* _EXERCISE_
What you return must be the full data, repeated verbatim, with no pictures in it.

==*==

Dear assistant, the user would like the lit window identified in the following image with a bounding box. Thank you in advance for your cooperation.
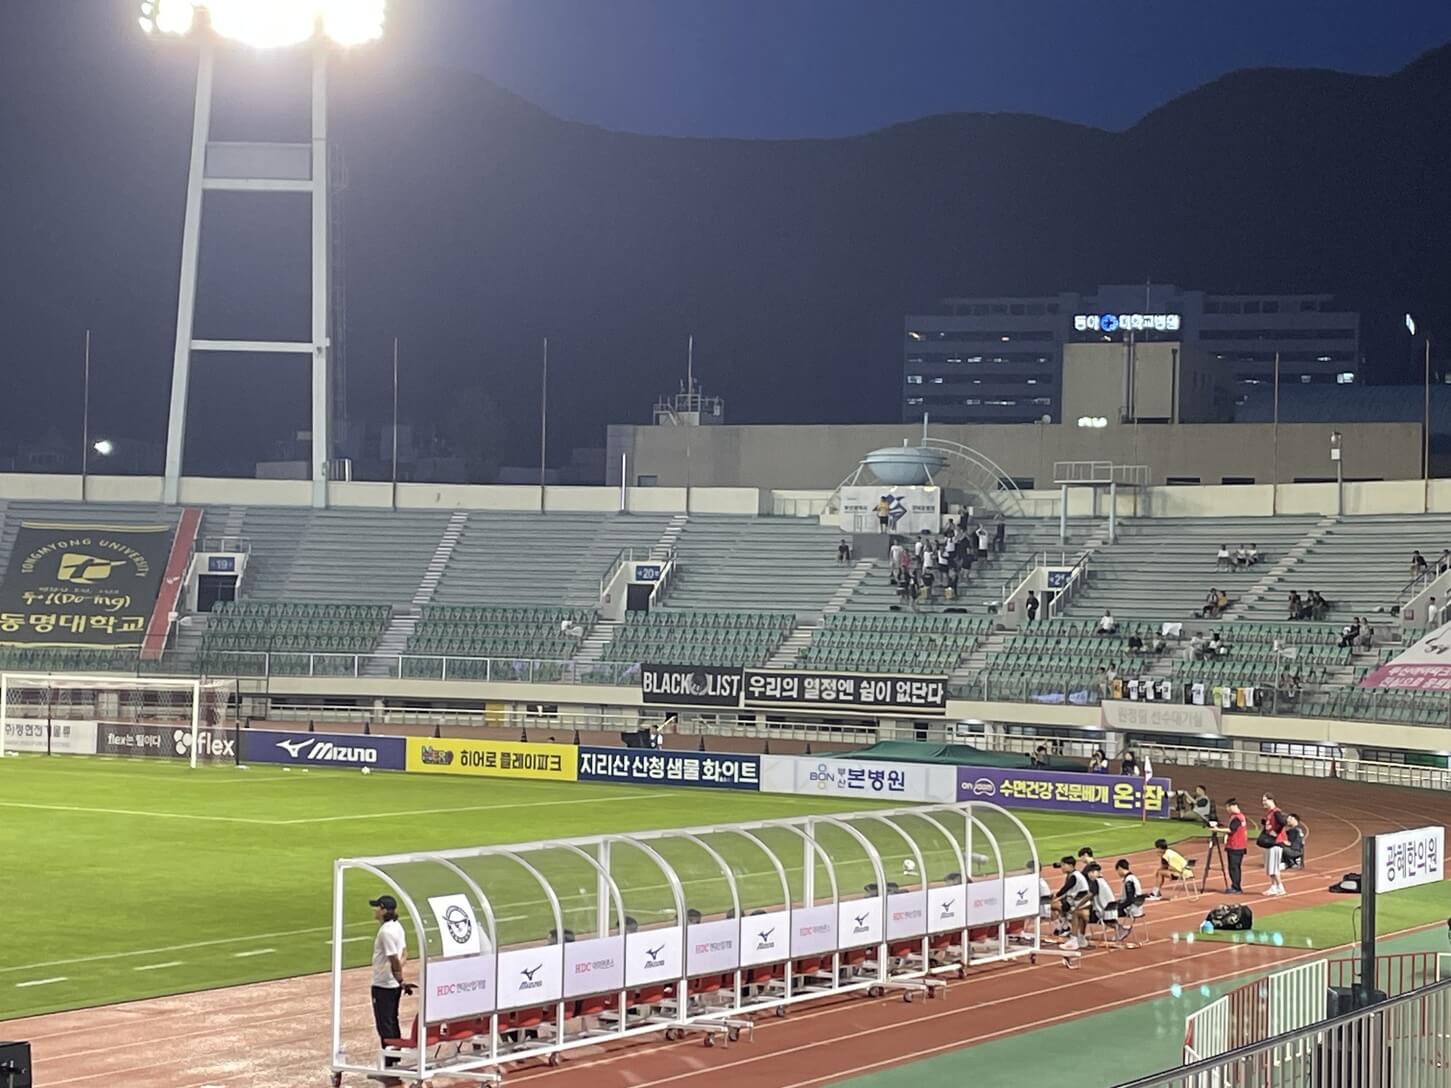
[1026,379,1037,385]
[1337,372,1355,384]
[931,376,944,384]
[967,355,983,363]
[906,396,924,406]
[964,398,981,405]
[986,399,1018,407]
[1299,374,1312,383]
[1001,335,1011,342]
[906,375,924,385]
[907,331,924,341]
[1317,355,1332,362]
[1031,397,1052,406]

==*==

* _TASK RESPONSE_
Dear assistant, the user would like the lit window identified in the following image with a bounding box. Thank you in advance for your cooperation.
[1026,379,1037,385]
[1337,372,1355,384]
[931,376,944,384]
[967,355,983,363]
[906,396,924,406]
[964,398,981,405]
[986,399,1018,407]
[1299,374,1312,383]
[1001,335,1011,342]
[906,375,924,385]
[907,331,924,341]
[1317,355,1332,362]
[1031,397,1052,406]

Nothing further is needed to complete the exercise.